▶ [GIVEN INSTRUCTION]:
Return, verbatim, the lines of the listing between the line holding "Check this image for the presence of any exterior" and the line holding "left=80, top=309, right=87, bottom=340", inclusive.

-- BEGIN DATASET EXCERPTS --

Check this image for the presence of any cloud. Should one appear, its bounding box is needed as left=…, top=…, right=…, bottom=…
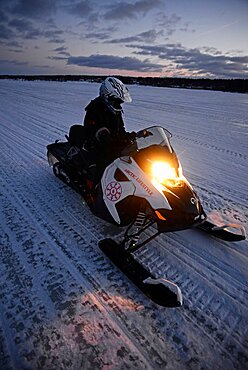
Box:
left=6, top=18, right=64, bottom=43
left=158, top=14, right=182, bottom=36
left=0, top=24, right=15, bottom=40
left=109, top=29, right=163, bottom=44
left=129, top=43, right=248, bottom=78
left=12, top=0, right=57, bottom=18
left=64, top=0, right=93, bottom=18
left=0, top=59, right=28, bottom=66
left=104, top=0, right=162, bottom=20
left=53, top=46, right=70, bottom=57
left=67, top=54, right=163, bottom=72
left=0, top=9, right=8, bottom=22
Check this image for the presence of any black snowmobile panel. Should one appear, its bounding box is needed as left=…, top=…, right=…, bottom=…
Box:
left=99, top=239, right=182, bottom=307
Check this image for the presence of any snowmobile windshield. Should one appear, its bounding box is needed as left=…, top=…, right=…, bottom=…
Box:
left=121, top=126, right=173, bottom=156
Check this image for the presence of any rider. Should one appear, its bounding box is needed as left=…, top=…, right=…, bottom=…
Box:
left=84, top=77, right=132, bottom=178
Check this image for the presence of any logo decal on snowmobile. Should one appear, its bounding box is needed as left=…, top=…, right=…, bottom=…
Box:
left=105, top=181, right=122, bottom=202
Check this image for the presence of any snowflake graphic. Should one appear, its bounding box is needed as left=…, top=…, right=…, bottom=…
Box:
left=105, top=181, right=122, bottom=202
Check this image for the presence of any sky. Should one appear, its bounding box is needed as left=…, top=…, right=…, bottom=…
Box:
left=0, top=0, right=248, bottom=78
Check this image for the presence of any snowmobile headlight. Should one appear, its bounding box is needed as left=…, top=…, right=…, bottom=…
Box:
left=152, top=162, right=181, bottom=186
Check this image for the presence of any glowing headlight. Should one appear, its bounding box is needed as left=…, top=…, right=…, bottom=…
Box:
left=152, top=162, right=180, bottom=186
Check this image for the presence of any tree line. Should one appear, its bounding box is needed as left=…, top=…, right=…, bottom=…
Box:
left=0, top=75, right=248, bottom=93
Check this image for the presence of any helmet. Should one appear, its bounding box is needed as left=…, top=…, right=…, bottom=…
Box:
left=100, top=77, right=132, bottom=112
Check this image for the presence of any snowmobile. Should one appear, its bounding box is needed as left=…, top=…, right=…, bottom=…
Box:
left=47, top=125, right=245, bottom=307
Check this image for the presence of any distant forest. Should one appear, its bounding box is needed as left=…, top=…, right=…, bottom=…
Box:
left=0, top=75, right=248, bottom=93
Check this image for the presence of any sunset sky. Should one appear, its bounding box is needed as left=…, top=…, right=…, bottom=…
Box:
left=0, top=0, right=248, bottom=78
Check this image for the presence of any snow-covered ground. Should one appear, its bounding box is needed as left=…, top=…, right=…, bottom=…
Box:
left=0, top=80, right=248, bottom=370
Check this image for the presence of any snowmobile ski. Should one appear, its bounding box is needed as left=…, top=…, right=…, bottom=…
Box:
left=197, top=220, right=246, bottom=242
left=99, top=239, right=183, bottom=307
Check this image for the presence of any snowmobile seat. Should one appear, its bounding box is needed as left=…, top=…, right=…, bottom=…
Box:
left=68, top=125, right=86, bottom=148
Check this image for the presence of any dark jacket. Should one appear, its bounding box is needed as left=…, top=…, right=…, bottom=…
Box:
left=84, top=97, right=126, bottom=142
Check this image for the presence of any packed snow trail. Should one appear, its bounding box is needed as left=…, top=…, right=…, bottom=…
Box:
left=0, top=80, right=248, bottom=370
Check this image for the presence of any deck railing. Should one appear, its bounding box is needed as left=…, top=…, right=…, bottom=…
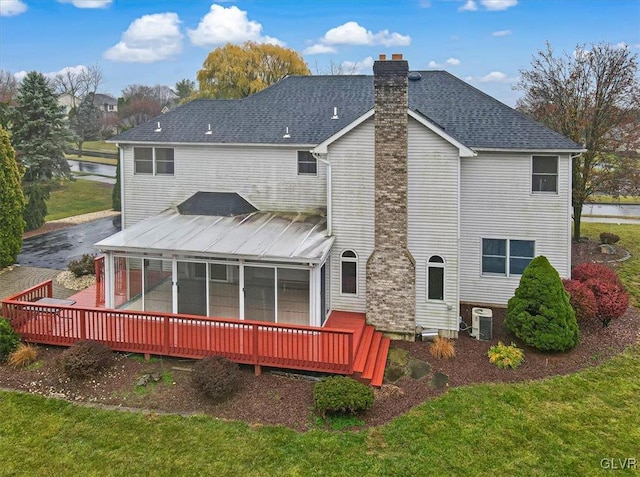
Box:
left=2, top=280, right=355, bottom=374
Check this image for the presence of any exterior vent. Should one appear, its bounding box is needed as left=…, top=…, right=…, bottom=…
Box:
left=470, top=308, right=493, bottom=341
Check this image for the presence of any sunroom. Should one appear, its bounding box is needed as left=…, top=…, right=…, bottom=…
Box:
left=96, top=192, right=334, bottom=326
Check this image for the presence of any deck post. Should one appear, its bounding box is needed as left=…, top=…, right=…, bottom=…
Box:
left=80, top=309, right=87, bottom=340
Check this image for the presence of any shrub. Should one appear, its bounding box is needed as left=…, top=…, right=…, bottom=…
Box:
left=67, top=253, right=96, bottom=278
left=313, top=376, right=373, bottom=416
left=61, top=340, right=113, bottom=378
left=571, top=262, right=622, bottom=285
left=487, top=341, right=524, bottom=369
left=504, top=256, right=579, bottom=351
left=562, top=280, right=598, bottom=322
left=0, top=317, right=20, bottom=362
left=8, top=343, right=38, bottom=368
left=600, top=232, right=620, bottom=245
left=584, top=278, right=629, bottom=327
left=429, top=336, right=456, bottom=359
left=191, top=356, right=240, bottom=401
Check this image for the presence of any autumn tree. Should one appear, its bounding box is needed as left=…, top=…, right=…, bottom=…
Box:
left=53, top=65, right=104, bottom=112
left=0, top=126, right=24, bottom=269
left=197, top=41, right=311, bottom=99
left=517, top=43, right=640, bottom=240
left=0, top=70, right=18, bottom=129
left=175, top=78, right=196, bottom=102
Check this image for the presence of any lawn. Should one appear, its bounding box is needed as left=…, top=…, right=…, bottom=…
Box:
left=46, top=179, right=113, bottom=220
left=0, top=223, right=640, bottom=476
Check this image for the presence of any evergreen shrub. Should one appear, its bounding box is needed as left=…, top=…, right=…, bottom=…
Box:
left=504, top=256, right=579, bottom=351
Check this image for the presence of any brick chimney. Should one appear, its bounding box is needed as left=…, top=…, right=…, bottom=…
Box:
left=367, top=54, right=416, bottom=339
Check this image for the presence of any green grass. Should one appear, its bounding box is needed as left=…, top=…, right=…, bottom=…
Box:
left=0, top=346, right=640, bottom=476
left=46, top=179, right=113, bottom=220
left=581, top=222, right=640, bottom=307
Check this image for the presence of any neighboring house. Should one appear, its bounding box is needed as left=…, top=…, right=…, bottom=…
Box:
left=97, top=55, right=582, bottom=338
left=58, top=93, right=82, bottom=116
left=90, top=93, right=118, bottom=114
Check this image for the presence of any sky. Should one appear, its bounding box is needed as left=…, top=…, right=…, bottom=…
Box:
left=0, top=0, right=640, bottom=106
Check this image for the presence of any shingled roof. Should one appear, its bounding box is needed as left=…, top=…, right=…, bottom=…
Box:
left=112, top=71, right=581, bottom=151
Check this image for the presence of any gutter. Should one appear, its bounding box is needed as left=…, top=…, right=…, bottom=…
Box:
left=311, top=151, right=333, bottom=237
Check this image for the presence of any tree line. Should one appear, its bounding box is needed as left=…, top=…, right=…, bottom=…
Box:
left=0, top=42, right=640, bottom=267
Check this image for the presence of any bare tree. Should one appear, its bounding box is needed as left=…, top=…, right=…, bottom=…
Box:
left=517, top=43, right=640, bottom=240
left=53, top=65, right=104, bottom=111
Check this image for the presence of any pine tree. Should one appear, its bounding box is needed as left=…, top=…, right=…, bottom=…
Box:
left=11, top=71, right=73, bottom=182
left=0, top=126, right=25, bottom=268
left=504, top=256, right=579, bottom=351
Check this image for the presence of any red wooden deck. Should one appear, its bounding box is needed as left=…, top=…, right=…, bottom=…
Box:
left=2, top=281, right=389, bottom=386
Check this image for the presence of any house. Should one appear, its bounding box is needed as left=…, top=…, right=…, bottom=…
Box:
left=97, top=55, right=583, bottom=339
left=89, top=93, right=118, bottom=114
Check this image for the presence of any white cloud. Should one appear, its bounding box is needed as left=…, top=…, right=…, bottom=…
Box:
left=0, top=0, right=27, bottom=17
left=103, top=13, right=183, bottom=63
left=458, top=0, right=518, bottom=12
left=480, top=0, right=518, bottom=11
left=305, top=21, right=411, bottom=54
left=427, top=57, right=460, bottom=68
left=302, top=43, right=338, bottom=55
left=187, top=4, right=284, bottom=47
left=57, top=0, right=113, bottom=8
left=478, top=71, right=511, bottom=83
left=458, top=0, right=478, bottom=12
left=342, top=56, right=373, bottom=75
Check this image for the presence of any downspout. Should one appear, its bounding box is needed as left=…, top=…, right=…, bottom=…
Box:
left=311, top=151, right=332, bottom=237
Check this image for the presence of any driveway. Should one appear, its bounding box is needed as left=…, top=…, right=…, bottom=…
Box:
left=18, top=217, right=120, bottom=270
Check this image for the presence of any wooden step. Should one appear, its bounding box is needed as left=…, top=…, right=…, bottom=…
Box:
left=353, top=325, right=375, bottom=373
left=371, top=337, right=391, bottom=388
left=362, top=331, right=382, bottom=380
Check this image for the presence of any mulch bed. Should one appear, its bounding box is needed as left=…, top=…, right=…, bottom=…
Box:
left=0, top=242, right=640, bottom=431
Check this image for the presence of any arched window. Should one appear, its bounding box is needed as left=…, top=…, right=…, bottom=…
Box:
left=427, top=255, right=444, bottom=300
left=340, top=250, right=358, bottom=295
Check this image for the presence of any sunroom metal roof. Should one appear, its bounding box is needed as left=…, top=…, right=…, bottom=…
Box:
left=96, top=209, right=335, bottom=264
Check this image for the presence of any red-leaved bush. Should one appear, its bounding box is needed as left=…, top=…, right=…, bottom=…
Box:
left=571, top=262, right=622, bottom=287
left=584, top=278, right=629, bottom=326
left=562, top=280, right=598, bottom=323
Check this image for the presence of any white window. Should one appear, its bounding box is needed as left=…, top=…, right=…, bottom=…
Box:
left=298, top=151, right=318, bottom=176
left=133, top=147, right=174, bottom=176
left=482, top=239, right=535, bottom=276
left=531, top=156, right=558, bottom=192
left=427, top=255, right=444, bottom=300
left=340, top=250, right=358, bottom=295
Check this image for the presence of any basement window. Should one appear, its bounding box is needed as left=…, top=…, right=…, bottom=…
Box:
left=340, top=250, right=358, bottom=295
left=298, top=151, right=318, bottom=176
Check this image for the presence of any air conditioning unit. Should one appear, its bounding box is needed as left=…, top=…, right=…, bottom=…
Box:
left=470, top=308, right=493, bottom=341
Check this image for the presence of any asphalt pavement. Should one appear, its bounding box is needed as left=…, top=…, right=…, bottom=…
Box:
left=18, top=217, right=120, bottom=270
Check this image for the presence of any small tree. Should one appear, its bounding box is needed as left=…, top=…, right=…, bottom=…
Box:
left=504, top=256, right=579, bottom=351
left=0, top=126, right=25, bottom=268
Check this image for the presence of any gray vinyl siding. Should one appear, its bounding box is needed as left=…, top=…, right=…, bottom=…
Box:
left=460, top=153, right=571, bottom=305
left=123, top=145, right=326, bottom=227
left=408, top=120, right=459, bottom=330
left=328, top=119, right=374, bottom=313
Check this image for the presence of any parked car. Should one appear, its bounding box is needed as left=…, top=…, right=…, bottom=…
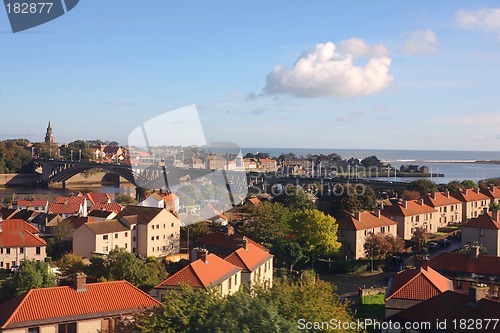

-- END DATASET EXCERPTS --

▶ [WRITTEN ANSWER]:
Check this image for the presence of any exterior vent. Should one appear, its bounding box is needed as left=…, top=…, right=…, bottom=…
Box:
left=470, top=308, right=493, bottom=341
Check this image for the presence of any sunroom. Should one appear, its bounding box is needed as left=…, top=…, right=…, bottom=…
Box:
left=96, top=192, right=334, bottom=326
Check this image for the presence of any deck post. Should one appear, its bounding box is needed as left=…, top=…, right=…, bottom=…
Box:
left=80, top=309, right=87, bottom=340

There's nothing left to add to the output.